In this light it seems useful to compare young growth SMEs and long-lived growth SMEs and determine whether they differ in characteristics and strategies. The central research question is, how do young and long-lived growth SMEs differ in their strategic attributes? In other words, the aim of this paper is to investigate whether firm age plays a role in firm characteristics and strategies. The findings will increase our understanding of the factors associated with firm growth and performance in these two different contexts.

FACTORS AFFECTING SME GROWTH

Although there has been much interest in understanding small firm growth during the last ten years (e.g. Davidsson & Delmar, 1999; Delmar, 1997; Wiklund, 1998), there is still not much of a common body of well-founded knowledge about the causes, effects or processes of growth (Davidsson & Wiklund, 2000). Moreover, although several determinants of firm growth have been suggested, researchers have been unable to achieve a consensus regarding the factors leading to firm growth (Weinzimmer, 2000). Most of the research work in this area fails to provide convincing evidence of the determinants of small firm growth as a basis for informing policy makers (Gibb & Davies, 1990: 26). Attempts to build models for predicting the future growth of the firm, i.e. picking winners, have not been particularly successful. Moreover, as Spilling (2001) reminds us, the status of being a growth firm may be rather temporary.

Early studies of growth focused on large companies and their diversification strategies. However, small firms are not small big firms. In large companies the role of diversification, for example, may be significantly bigger than in the case of SMEs. Indeed, growth through diversification may be necessary for the growth of a large company (Kay, 1997).

────────────────────────────────────────

▶ Given problem 1
Write out the polygon-outline entry below verbatim, omitting the picture.

▶ Records for this task
────────────────────────────────────────

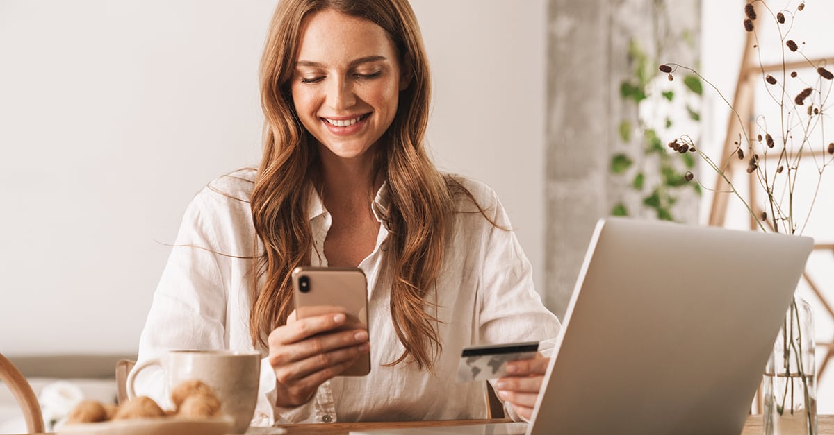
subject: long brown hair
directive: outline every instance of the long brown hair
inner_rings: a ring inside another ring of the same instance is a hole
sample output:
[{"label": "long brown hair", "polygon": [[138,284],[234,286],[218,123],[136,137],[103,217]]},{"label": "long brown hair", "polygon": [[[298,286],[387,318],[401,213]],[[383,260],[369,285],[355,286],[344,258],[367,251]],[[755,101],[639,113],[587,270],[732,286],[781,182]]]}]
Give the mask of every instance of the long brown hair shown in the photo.
[{"label": "long brown hair", "polygon": [[[407,0],[282,0],[270,24],[261,61],[261,104],[265,115],[264,155],[252,192],[252,218],[259,242],[249,318],[253,343],[267,346],[269,332],[294,309],[290,272],[309,265],[313,235],[308,217],[311,180],[318,171],[314,139],[301,125],[289,89],[302,24],[324,9],[369,20],[391,38],[400,68],[410,77],[374,158],[386,181],[390,205],[384,225],[392,278],[390,310],[405,351],[419,368],[433,367],[442,348],[429,314],[427,297],[442,264],[453,198],[471,194],[441,175],[424,145],[430,101],[428,58],[417,19]],[[262,253],[259,253],[262,252]],[[436,295],[435,295],[436,296]]]}]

────────────────────────────────────────

▶ Given problem 2
Extend the passage on SME growth factors above, starting after its final sentence.

▶ Written response 1
subject: long brown hair
directive: outline every instance of the long brown hair
inner_rings: a ring inside another ring of the same instance is a hole
sample output:
[{"label": "long brown hair", "polygon": [[138,284],[234,286],[218,123],[136,137],[103,217]]},{"label": "long brown hair", "polygon": [[[298,286],[387,318],[401,213]],[[383,260],[369,285],[355,286],[344,258],[367,251]],[[755,101],[639,113],[587,270],[732,286],[781,182]]]}]
Give the mask of every instance of the long brown hair shown in the photo.
[{"label": "long brown hair", "polygon": [[[407,0],[282,0],[270,24],[261,61],[261,104],[265,115],[264,155],[252,192],[252,218],[259,242],[249,318],[253,343],[267,346],[269,332],[294,309],[290,272],[309,265],[313,235],[308,217],[311,180],[318,171],[314,139],[301,125],[289,89],[302,24],[324,9],[369,20],[391,38],[400,68],[410,77],[374,158],[386,181],[390,205],[384,225],[392,278],[390,310],[405,351],[419,368],[433,367],[442,348],[429,314],[427,297],[442,264],[453,198],[471,194],[441,175],[424,145],[430,101],[428,58],[417,19]],[[262,253],[259,253],[262,252]],[[436,295],[435,295],[436,296]]]}]

▶ Written response 2
The existing research on the growth and strategy of SMEs has focused mainly on new ventures (Olson & Bokor, 1995). There are few studies of the growth of established SMEs: one instance is Davidsson (1989), who studied the subsequent growth of an SME from the psychological point of view. Maybe the most comprehensive compilation of results of previous studies focusing on small firm growth is that presented by Storey (1994).

Several classifications of factors affecting firm growth have been presented. The general preconditions for growth have been suggested to be (1) entrepreneur’s growth orientation; (2) adequate firm resources for growth; and (3) the existence of the market opportunity for growth (cf. Davidsson, 1991).

Storey (1994: 158) claims that there are three key influences on the growth rate of a small independent firm: (1) the background and access to resources of the entrepreneur(s); (2) the firm itself; and (3) the strategic decisions taken by the firm once it is trading. The most important factors associated with an entrepreneur are motivation, education, the firm having more than a single owner, and the firm having middle-aged business owners. The growth of the smallest and youngest firms is the most rapid. The location and industry sector also affect the growth. The most important strategic factors are shared ownership, an ability to identify market niches and introduce new products, and an ability to build an efficient management team. Storey argues that these three components need to be combined appropriately for growth to be achieved.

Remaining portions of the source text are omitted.